EXERCISE: Omit every picture. Return all other data as it stands.

------------------------------------

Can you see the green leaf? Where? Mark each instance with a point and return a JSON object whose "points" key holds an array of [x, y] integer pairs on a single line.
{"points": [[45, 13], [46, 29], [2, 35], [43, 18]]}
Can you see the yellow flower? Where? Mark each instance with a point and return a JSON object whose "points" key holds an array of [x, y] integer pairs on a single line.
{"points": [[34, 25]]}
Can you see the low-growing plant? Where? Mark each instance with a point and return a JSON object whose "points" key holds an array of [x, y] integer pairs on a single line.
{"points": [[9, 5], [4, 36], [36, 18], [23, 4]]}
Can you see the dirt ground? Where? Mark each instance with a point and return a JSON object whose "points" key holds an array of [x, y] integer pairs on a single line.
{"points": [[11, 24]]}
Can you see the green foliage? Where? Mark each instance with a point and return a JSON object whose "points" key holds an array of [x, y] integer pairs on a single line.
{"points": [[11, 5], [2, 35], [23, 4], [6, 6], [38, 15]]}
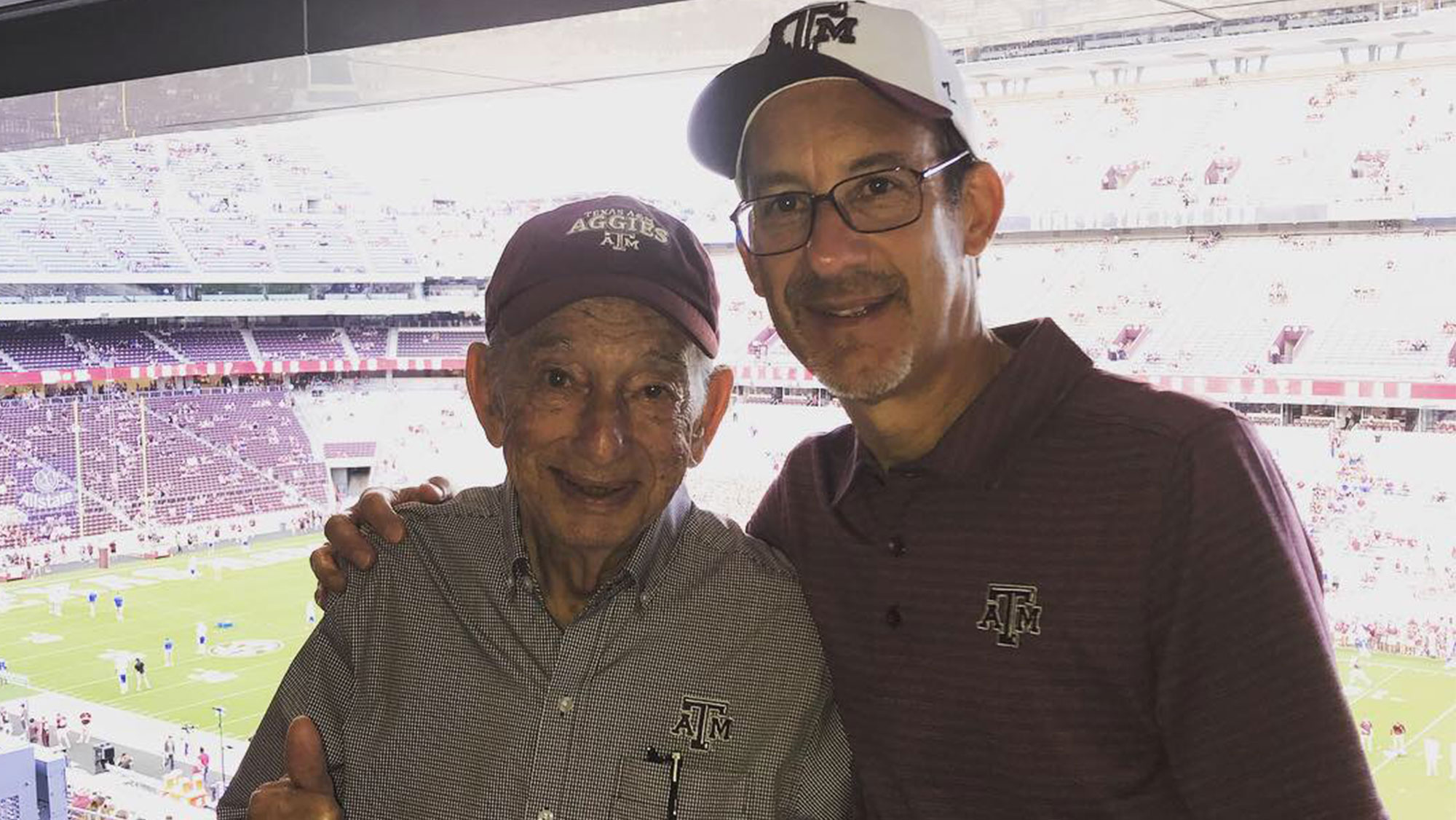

------------------------------------

RESULT:
Can you see the green leaf? Where? Mark each instance with a point and return a JSON object whose "points" key holds an array of [x, y] integer pairs on a single line.
{"points": [[45, 13], [46, 29], [2, 35], [43, 18]]}
Can you see the yellow flower? Where? Mark each instance with a point and return a JSON object whose "points" key holds an array of [x, y] integer pairs on a single line.
{"points": [[34, 25]]}
Can you see the low-growing plant? Where? Mark each instance with a point and return a JSON object whose "points" key holds an array of [x, y] integer pairs on a single line.
{"points": [[9, 5], [4, 36], [36, 18], [23, 4]]}
Can you see the dirt ground? Where? Mark each instance with a point and return a JSON object whose "points" key holds an array of [x, y] integer pairs on a single line.
{"points": [[11, 24]]}
Can you see the green foliage? Where? Mark each instance with a point and return a JSON object whose "points" key holds an array of [x, y] integer pairs on a single line.
{"points": [[11, 5], [2, 35], [23, 4], [6, 6], [38, 15]]}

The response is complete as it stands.